# Estratto del testo
I tumori cerebrali nel loro complesso sono ancora considerati tumori rari, in quanto costituiscono tra l’1-2% di tutti i tumori: per questo sono ancora poco conosciuti fuori dall’ambito specialistico. Fra questi il glioblastoma è il tipo di tumore più frequente, e rappresenta circa il 50% di tutti i gliomi, un particolare tipo di cancro che coinvolge le cellule di supporto dei neuroni. Proprio su questa neoplasia sono puntati i riflettori degli esperti, che si riuniranno a Milano il 15 aprile 2014 in un convegno sul tema. Il responsabile scientifico dell’incontro è Manuela Caroli, neurochirurgo della Fondazione Ca’ Granda Policlinico di Milano, che ci spiega i dettagli e le ultime scoperte su questa grave patologia.

# Cosa fare
Modifica il passo dell'estratto sui tumori cerebrali compreso tra "I tumori cerebrali" e "questa grave patologia.", estremi inclusi, sostituendo "convegno" con "congresso". Le righe riportate qui sotto non hanno alcun legame con l'estratto.

# Dati forniti
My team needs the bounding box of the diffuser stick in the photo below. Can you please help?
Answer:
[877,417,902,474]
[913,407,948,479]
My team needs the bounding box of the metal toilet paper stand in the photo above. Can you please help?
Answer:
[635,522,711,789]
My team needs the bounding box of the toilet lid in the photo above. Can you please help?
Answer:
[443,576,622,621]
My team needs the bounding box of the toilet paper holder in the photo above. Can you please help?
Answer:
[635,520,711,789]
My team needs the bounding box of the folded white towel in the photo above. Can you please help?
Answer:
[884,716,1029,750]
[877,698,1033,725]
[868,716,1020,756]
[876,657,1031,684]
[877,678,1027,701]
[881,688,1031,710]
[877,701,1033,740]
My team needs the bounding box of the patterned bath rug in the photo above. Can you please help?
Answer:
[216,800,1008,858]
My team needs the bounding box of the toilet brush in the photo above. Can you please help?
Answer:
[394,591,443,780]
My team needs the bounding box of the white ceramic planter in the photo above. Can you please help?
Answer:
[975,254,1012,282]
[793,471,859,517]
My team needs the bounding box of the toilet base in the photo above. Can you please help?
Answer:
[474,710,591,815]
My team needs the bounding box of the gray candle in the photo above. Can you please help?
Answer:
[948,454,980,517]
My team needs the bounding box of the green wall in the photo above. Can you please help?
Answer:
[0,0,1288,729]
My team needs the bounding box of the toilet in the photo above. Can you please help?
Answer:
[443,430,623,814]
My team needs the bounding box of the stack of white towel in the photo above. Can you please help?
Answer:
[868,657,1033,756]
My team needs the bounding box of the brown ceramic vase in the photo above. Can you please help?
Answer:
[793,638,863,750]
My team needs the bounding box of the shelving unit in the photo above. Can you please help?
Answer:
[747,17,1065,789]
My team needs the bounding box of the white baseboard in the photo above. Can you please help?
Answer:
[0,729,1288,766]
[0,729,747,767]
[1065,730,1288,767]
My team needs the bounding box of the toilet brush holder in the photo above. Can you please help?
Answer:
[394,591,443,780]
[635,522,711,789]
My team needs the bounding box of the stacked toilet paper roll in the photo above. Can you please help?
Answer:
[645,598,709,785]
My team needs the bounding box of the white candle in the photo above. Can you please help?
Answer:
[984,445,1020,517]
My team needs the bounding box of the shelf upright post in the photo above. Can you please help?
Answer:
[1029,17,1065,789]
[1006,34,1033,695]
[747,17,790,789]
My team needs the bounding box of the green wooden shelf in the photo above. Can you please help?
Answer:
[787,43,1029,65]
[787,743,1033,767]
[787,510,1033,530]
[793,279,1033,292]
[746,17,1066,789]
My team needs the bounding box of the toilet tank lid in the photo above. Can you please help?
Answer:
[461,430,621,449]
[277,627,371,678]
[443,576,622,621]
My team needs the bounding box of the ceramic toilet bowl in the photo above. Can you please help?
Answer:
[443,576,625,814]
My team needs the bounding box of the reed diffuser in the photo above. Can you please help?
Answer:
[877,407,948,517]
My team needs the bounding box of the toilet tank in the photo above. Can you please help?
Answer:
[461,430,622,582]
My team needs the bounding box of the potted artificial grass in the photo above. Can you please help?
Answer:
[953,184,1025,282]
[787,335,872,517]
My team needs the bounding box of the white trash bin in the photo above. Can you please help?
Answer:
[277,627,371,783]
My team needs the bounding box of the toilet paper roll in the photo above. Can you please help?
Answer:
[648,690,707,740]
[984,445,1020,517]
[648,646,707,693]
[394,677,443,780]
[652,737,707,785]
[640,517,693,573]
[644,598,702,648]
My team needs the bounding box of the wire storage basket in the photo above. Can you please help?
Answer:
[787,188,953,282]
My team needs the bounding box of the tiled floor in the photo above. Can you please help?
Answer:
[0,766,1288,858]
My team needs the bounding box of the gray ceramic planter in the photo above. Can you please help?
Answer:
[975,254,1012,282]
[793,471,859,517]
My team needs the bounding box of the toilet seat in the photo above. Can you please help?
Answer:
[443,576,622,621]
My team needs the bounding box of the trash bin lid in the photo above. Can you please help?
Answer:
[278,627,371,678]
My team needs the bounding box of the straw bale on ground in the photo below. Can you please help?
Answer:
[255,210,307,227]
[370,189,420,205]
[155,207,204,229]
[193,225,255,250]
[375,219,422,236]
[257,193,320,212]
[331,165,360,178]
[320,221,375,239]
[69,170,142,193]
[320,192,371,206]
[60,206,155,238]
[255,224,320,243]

# Risposta
I tumori cerebrali nel loro complesso sono ancora considerati tumori rari, in quanto costituiscono tra l’1-2% di tutti i tumori: per questo sono ancora poco conosciuti fuori dall’ambito specialistico. Fra questi il glioblastoma è il tipo di tumore più frequente, e rappresenta circa il 50% di tutti i gliomi, un particolare tipo di cancro che coinvolge le cellule di supporto dei neuroni. Proprio su questa neoplasia sono puntati i riflettori degli esperti, che si riuniranno a Milano il 15 aprile 2014 in un congresso sul tema. Il responsabile scientifico dell’incontro è Manuela Caroli, neurochirurgo della Fondazione Ca’ Granda Policlinico di Milano, che ci spiega i dettagli e le ultime scoperte su questa grave patologia.